**TASK DETAILS**
Write out, word for word, the stretch from "## MrsMyers666 (Apr" through "(Jun 18, 2006)" in the forum thread below on Rag Shop and Michaels coupons.

**SELECTED EXCERPT**
==================================================
# Coupons for Rag Shop and Michaels



## Black Cat (Aug 20, 2005)

Just letting everyone who has a Rag Shop and or Michaels in the area. 40% off coupons are in today's paper. 40% off can be used on any one regular priced item. Sale is for August 20th-August 26th.

Also in this weeks ad:
Rag Shop the Lemax Halloween Gothic House or Zombie Cafe is on sale for $27.99 each, regular price $39.99

Michaels has 25% off it's Lemax Halloween Spooky Town Collection.


----------



## Koumajutsu (Aug 9, 2006)

Thanks BC!


Now, if i only had a newspaper........

*goes to raid neighbor's porch*


----------



## Black Cat (Aug 20, 2005)

Koumajutsa, You can sign up to receive the ads for each store via email if that helps. Not sure if they offer the 40% coupon that way.


----------



## Koumajutsu (Aug 9, 2006)

well, i didn't find the michael's ad, but i did score teh Fry's ad! W00t!


----------



## MrsMyers666 (Apr 13, 2006)

Thank you for the info, I went out and bought the paper just for the coupon. Of course Spooky town is 25% off this week so can't use it on that.


----------



## Hellrazor (Jun 18, 2006)
==================================================
**SUPPLIED INFORMATION**
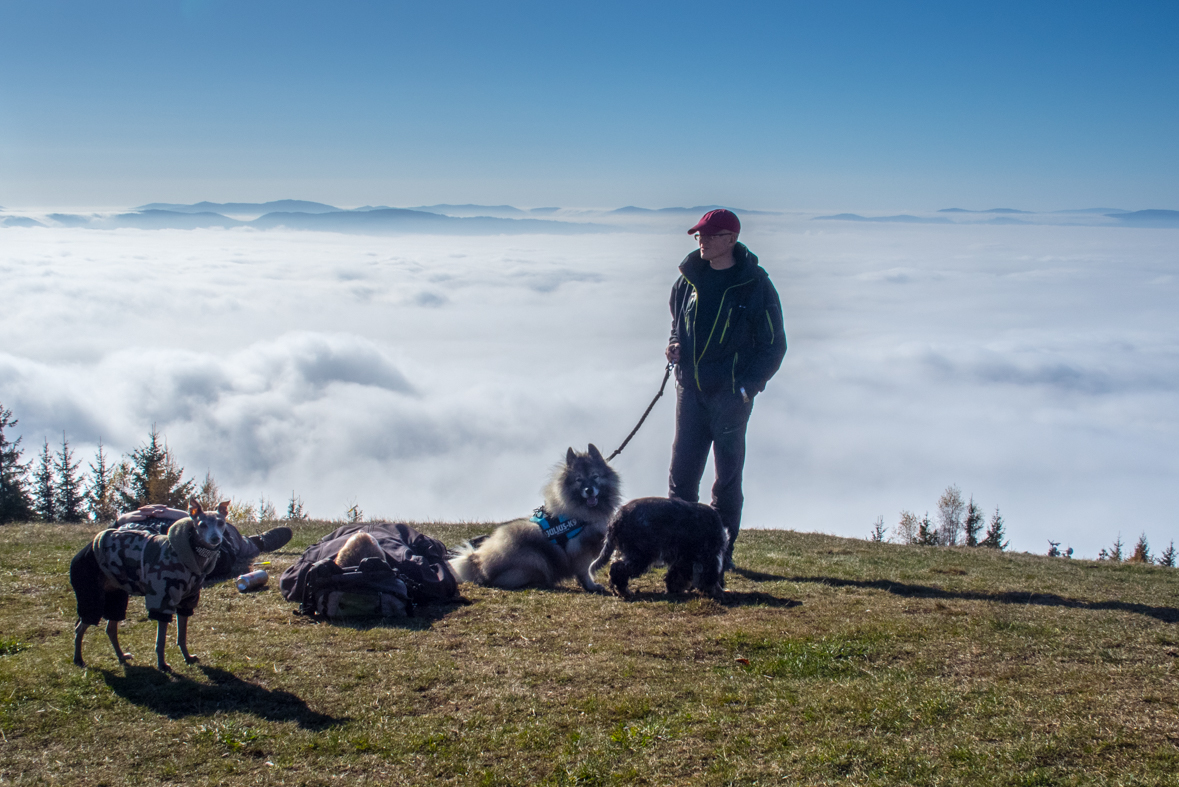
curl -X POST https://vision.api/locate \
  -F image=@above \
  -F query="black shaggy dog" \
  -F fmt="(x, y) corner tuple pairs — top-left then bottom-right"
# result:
==================================================
**EXERCISE ANSWER**
## MrsMyers666 (Apr 13, 2006)

Thank you for the info, I went out and bought the paper just for the coupon. Of course Spooky town is 25% off this week so can't use it on that.


----------



## Hellrazor (Jun 18, 2006)